* **CONSIGNAS DEL EJERCICIO**:
1 – Resume en dos oraciones el texto del quinto domingo de Cuaresma.
2 – Reproduce sin cambios el pasaje del texto del quinto domingo de Cuaresma que empieza en las palabras "Quinto domingo de" y termina después de "Hb 10, 5-7).".

* **EXTRACTO DE LA PÁGINA**:
Quinto domingo de Cuaresma B


Domingo 5º de Cuaresma B
(Jer 31, 31-34; Hb 5, 7-9; Jn 12, 20-33)

Queridos hermanos:

          Llegamos al último domingo de Cuaresma y la palabra nos presenta al Señor, que se apresta a establecer con los hombres la “Nueva Alianza” anunciada por Jeremías, en la que el Espíritu Santo gravará el “conocimiento de Dios”, su Ley, en el corazón de los fieles; en la que se abrirá para siempre la puerta del perdón; en la que el mundo será juzgado y su príncipe será echado fuera. Se trata de una alianza de amor, de unos desposorios indisolubles basados en la fidelidad de Dios, en Cristo, que une a Dios con la humanidad en su propio cuerpo. “Me has dado un cuerpo, para que haga oh Dios tu voluntad” (cf. Hb 10, 5-7).

* **LISTADO PROPORCIONADO**:
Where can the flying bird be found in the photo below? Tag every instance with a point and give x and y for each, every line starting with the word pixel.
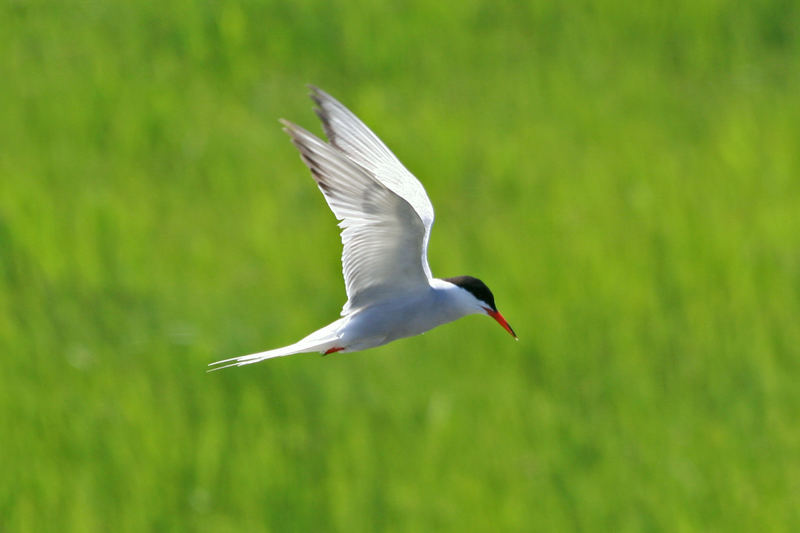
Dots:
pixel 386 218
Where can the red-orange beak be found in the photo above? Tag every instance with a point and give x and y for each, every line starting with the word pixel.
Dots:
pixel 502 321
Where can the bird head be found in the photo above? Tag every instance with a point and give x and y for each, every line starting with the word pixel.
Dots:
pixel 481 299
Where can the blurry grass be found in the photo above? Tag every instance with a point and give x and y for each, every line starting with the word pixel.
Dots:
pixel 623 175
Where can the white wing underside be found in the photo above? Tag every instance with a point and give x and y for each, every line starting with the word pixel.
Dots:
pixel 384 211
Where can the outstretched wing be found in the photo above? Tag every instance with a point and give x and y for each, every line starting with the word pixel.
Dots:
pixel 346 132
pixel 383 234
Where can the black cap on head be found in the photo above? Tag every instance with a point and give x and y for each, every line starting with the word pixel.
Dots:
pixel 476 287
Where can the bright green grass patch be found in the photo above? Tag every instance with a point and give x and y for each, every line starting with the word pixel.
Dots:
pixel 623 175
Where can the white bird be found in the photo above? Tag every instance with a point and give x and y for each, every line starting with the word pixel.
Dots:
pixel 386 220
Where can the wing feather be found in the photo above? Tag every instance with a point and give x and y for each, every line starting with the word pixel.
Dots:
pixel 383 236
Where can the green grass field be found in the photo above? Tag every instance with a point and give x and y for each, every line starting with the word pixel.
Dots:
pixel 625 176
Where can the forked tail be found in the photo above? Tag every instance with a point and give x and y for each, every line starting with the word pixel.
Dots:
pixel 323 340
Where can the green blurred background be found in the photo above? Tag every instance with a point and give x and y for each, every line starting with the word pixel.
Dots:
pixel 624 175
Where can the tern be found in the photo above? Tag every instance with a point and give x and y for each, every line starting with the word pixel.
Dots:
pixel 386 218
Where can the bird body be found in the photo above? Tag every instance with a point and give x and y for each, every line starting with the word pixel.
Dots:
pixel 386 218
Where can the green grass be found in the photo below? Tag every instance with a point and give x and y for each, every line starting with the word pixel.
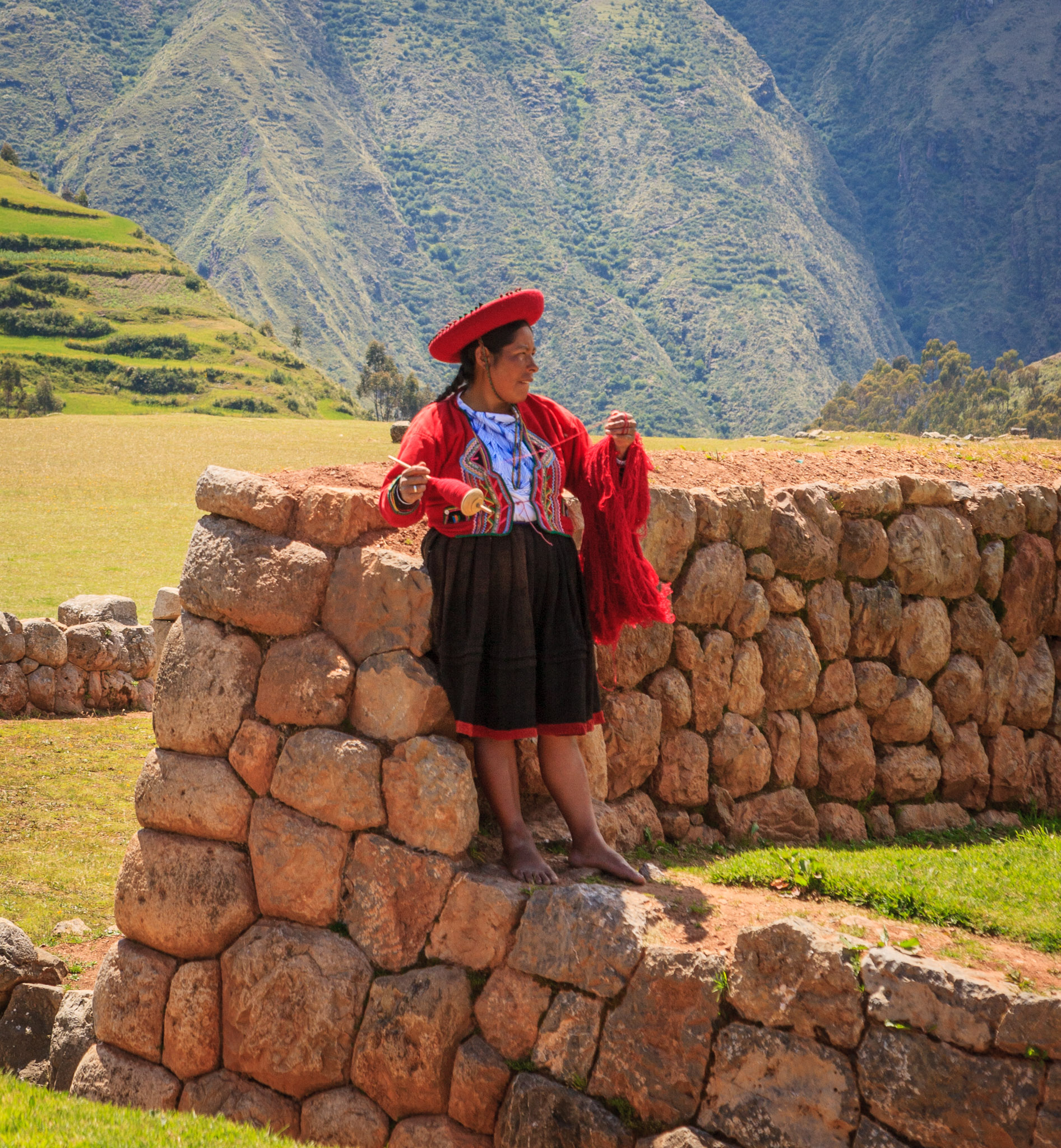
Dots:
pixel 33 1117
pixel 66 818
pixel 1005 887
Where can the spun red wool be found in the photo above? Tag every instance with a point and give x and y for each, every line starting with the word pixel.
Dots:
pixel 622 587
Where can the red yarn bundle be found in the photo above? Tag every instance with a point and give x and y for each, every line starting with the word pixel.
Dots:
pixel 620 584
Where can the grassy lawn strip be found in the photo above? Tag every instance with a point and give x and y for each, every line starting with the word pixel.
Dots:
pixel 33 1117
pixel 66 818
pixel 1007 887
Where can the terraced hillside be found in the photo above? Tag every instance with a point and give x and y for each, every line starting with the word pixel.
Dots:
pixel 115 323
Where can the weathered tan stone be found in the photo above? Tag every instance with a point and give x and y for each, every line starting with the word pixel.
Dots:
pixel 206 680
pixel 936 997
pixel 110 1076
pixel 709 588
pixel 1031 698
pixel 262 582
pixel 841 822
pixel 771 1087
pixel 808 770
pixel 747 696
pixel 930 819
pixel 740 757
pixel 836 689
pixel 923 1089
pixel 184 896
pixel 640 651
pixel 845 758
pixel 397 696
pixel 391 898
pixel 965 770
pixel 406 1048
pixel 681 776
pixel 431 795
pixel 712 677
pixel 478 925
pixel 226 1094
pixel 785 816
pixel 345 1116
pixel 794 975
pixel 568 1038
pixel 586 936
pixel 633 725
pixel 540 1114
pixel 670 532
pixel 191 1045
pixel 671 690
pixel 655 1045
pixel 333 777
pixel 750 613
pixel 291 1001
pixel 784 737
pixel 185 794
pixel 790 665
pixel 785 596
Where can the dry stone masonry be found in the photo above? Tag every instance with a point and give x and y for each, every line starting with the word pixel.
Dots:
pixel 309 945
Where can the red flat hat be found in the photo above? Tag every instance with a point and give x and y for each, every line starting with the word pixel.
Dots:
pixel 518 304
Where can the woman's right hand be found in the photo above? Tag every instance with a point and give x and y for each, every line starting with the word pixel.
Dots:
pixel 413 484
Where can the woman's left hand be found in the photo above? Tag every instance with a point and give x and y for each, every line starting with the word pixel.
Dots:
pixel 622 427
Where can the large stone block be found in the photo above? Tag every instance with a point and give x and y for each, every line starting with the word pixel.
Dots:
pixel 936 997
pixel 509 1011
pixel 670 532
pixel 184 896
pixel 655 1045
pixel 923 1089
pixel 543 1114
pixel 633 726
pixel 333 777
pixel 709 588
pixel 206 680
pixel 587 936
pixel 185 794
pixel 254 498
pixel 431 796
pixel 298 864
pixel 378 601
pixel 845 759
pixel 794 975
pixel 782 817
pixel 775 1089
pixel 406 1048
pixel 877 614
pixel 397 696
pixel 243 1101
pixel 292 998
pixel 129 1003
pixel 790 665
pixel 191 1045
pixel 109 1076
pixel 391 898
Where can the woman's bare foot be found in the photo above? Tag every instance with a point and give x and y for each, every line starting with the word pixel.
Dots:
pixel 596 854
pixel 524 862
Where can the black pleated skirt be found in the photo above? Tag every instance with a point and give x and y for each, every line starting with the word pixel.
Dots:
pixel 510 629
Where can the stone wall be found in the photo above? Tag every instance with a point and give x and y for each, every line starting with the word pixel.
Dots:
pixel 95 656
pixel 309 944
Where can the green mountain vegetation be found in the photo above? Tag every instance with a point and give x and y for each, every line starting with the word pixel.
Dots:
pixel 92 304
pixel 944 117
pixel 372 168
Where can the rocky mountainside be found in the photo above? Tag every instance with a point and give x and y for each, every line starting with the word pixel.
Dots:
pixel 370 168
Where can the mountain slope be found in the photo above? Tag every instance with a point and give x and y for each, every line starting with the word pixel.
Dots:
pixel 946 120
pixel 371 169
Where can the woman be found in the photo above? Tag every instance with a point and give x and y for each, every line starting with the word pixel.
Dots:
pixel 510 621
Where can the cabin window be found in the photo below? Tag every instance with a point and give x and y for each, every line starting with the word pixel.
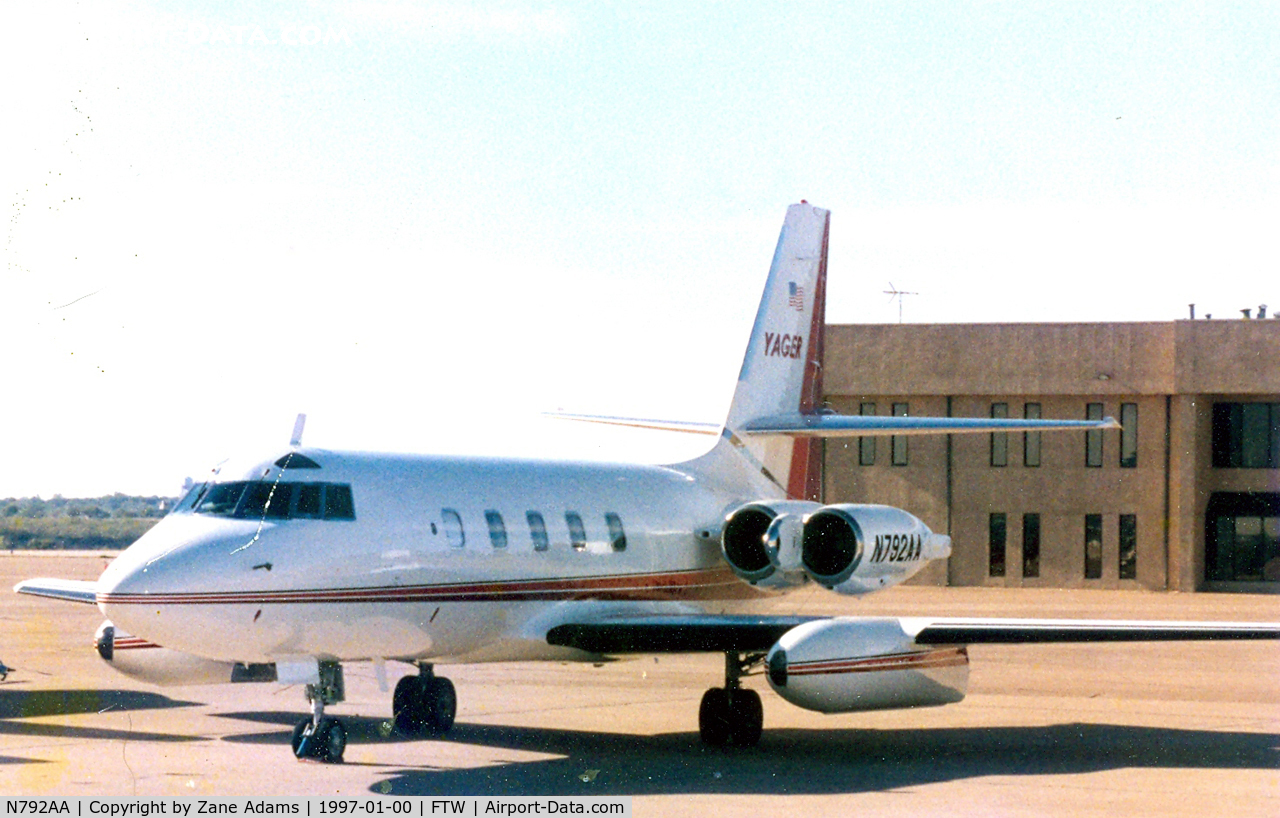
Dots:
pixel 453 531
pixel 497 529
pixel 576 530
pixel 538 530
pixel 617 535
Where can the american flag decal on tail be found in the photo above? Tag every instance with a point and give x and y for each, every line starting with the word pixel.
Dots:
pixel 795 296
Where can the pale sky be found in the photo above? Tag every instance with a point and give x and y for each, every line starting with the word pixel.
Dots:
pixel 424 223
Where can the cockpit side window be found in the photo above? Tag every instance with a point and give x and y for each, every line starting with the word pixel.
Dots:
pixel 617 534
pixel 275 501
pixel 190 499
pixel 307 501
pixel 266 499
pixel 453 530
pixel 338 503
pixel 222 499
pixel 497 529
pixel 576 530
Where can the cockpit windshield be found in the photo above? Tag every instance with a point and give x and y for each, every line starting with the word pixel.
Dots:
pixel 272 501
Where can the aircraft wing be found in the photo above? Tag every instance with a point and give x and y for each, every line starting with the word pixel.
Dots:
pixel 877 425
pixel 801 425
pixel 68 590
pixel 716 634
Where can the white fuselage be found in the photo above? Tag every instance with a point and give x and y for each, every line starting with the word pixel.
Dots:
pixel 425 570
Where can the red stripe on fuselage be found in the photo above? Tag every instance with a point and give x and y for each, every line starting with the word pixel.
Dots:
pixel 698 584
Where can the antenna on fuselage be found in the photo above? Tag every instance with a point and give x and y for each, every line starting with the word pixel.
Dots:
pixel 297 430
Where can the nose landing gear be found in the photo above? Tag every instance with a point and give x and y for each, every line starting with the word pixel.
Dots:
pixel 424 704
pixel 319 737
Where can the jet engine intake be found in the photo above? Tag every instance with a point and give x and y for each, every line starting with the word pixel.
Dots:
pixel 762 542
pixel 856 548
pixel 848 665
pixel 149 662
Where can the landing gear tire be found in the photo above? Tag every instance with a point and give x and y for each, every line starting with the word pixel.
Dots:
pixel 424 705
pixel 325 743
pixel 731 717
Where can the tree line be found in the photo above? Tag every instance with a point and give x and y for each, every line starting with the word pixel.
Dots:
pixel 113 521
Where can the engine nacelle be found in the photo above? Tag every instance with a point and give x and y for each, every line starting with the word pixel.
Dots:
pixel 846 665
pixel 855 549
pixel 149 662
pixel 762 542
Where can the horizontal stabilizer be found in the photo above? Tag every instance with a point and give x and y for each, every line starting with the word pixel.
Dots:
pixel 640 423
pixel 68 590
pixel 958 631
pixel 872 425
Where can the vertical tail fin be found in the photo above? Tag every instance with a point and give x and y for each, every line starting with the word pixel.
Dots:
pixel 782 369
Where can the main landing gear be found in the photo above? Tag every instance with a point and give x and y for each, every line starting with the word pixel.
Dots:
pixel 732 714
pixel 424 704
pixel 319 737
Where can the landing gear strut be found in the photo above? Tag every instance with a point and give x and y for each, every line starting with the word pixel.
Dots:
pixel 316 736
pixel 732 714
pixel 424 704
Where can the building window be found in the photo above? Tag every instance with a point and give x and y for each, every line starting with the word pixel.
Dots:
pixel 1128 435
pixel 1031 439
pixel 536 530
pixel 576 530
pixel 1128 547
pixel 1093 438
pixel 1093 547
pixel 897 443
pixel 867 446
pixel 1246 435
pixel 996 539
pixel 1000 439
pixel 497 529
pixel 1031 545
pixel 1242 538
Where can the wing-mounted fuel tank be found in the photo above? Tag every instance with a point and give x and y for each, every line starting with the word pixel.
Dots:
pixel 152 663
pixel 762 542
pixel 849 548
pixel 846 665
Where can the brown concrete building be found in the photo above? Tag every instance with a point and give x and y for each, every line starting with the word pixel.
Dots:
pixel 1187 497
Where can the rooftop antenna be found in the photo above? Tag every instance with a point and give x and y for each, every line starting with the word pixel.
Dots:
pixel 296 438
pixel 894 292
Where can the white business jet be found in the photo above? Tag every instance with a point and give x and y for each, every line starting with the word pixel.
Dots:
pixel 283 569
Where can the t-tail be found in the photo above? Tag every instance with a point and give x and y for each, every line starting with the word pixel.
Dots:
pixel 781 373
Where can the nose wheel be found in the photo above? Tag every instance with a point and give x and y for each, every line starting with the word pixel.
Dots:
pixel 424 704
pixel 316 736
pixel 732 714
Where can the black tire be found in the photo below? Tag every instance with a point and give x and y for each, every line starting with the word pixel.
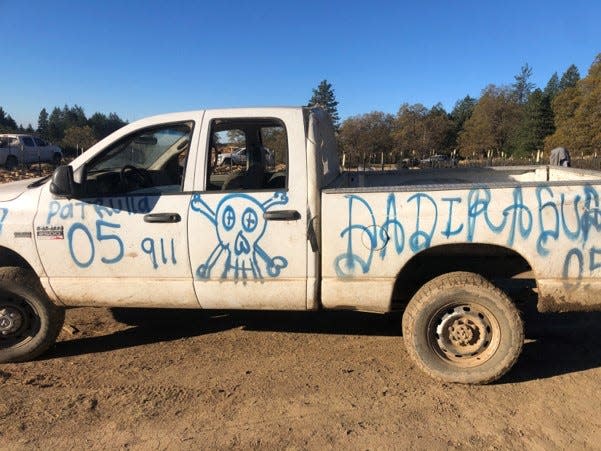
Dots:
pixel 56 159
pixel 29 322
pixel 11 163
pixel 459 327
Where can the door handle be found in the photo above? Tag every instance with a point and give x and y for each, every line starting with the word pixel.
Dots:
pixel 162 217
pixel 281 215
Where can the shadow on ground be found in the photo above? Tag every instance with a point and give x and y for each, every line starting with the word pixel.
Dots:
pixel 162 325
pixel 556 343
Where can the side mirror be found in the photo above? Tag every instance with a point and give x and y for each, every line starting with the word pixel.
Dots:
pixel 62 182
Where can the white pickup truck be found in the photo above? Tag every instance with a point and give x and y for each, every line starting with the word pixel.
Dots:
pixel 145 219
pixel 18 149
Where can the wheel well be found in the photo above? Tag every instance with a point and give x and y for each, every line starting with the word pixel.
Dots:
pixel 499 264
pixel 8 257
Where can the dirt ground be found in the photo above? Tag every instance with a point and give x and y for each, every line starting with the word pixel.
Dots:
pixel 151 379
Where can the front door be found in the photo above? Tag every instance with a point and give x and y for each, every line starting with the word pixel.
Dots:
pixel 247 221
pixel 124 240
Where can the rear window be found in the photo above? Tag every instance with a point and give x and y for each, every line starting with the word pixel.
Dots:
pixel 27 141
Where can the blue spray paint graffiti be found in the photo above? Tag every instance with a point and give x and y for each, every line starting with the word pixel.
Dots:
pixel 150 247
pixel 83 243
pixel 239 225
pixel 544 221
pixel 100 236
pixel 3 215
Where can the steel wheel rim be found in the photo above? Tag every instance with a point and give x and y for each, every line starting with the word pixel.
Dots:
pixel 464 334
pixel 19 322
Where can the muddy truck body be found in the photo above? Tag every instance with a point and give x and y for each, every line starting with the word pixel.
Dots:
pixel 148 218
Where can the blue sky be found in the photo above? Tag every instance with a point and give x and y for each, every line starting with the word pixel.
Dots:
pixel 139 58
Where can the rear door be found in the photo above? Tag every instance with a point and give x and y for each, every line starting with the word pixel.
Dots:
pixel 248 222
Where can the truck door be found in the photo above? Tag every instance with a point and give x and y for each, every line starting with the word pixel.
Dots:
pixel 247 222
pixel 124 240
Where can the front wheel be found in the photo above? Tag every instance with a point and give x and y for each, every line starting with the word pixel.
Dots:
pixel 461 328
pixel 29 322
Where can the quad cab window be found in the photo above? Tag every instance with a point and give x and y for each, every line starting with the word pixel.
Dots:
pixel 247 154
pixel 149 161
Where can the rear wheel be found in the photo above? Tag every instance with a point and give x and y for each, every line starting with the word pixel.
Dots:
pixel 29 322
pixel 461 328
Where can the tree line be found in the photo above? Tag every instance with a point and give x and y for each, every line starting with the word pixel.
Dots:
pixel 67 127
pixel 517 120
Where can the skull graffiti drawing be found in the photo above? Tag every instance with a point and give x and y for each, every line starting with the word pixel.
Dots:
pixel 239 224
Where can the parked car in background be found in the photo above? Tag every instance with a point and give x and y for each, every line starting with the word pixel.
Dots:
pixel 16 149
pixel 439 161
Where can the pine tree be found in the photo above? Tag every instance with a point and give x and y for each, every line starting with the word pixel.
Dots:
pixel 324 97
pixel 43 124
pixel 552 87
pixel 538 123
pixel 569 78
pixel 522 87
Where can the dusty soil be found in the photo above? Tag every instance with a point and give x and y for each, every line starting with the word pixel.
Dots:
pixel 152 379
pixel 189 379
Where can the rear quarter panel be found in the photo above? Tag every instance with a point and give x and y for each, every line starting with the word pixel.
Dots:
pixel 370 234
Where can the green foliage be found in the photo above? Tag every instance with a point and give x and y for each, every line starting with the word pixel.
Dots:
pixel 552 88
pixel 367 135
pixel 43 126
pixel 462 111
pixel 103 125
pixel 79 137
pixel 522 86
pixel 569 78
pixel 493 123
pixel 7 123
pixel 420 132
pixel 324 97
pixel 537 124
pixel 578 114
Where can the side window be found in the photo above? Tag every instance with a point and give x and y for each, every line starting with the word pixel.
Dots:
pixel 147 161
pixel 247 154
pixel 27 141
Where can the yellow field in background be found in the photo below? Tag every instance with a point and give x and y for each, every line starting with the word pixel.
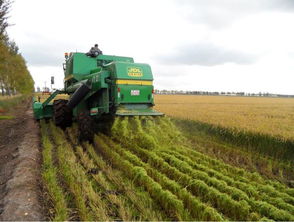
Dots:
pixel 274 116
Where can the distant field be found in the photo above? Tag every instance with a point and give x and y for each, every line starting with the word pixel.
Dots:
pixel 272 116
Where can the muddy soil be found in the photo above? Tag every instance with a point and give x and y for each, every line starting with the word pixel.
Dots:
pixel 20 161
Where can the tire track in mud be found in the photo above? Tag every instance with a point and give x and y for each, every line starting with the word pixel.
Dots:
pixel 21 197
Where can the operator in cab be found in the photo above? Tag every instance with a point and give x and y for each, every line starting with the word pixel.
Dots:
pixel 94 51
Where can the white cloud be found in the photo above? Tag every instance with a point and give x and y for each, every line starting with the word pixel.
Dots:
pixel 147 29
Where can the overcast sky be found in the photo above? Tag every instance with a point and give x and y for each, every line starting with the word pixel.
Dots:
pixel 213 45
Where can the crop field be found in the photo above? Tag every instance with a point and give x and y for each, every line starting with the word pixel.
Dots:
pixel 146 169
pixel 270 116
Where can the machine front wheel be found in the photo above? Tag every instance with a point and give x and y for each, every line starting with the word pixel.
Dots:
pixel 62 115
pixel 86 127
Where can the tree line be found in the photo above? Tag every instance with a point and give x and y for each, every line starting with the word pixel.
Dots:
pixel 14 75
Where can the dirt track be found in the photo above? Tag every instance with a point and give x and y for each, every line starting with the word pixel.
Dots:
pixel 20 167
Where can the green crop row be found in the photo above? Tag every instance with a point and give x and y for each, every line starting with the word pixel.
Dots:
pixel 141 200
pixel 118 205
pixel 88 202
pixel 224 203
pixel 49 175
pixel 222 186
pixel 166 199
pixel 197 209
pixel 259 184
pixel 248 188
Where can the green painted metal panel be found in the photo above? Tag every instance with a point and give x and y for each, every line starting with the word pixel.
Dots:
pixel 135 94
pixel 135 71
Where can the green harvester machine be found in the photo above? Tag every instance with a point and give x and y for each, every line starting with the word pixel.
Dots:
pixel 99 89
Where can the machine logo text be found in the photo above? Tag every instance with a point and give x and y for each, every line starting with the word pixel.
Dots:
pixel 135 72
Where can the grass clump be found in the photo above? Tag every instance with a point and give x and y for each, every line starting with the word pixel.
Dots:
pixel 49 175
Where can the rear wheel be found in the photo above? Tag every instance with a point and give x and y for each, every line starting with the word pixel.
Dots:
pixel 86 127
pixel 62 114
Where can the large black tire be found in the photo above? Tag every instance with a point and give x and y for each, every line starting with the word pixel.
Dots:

* **SOLUCIONES**:
1 – En el último domingo de Cuaresma, la palabra presenta al Señor dispuesto a establecer la Nueva Alianza anunciada por Jeremías, en la que el Espíritu Santo grabará la Ley de Dios en el corazón de los fieles, se abrirá para siempre la puerta del perdón y el mundo será juzgado. Es una alianza de amor basada en la fidelidad de Dios, en Cristo, que une a Dios con la humanidad en su propio cuerpo.

2 –
Quinto domingo de Cuaresma B


Domingo 5º de Cuaresma B
(Jer 31, 31-34; Hb 5, 7-9; Jn 12, 20-33)

Queridos hermanos:

          Llegamos al último domingo de Cuaresma y la palabra nos presenta al Señor, que se apresta a establecer con los hombres la “Nueva Alianza” anunciada por Jeremías, en la que el Espíritu Santo gravará el “conocimiento de Dios”, su Ley, en el corazón de los fieles; en la que se abrirá para siempre la puerta del perdón; en la que el mundo será juzgado y su príncipe será echado fuera. Se trata de una alianza de amor, de unos desposorios indisolubles basados en la fidelidad de Dios, en Cristo, que une a Dios con la humanidad en su propio cuerpo. “Me has dado un cuerpo, para que haga oh Dios tu voluntad” (cf. Hb 10, 5-7).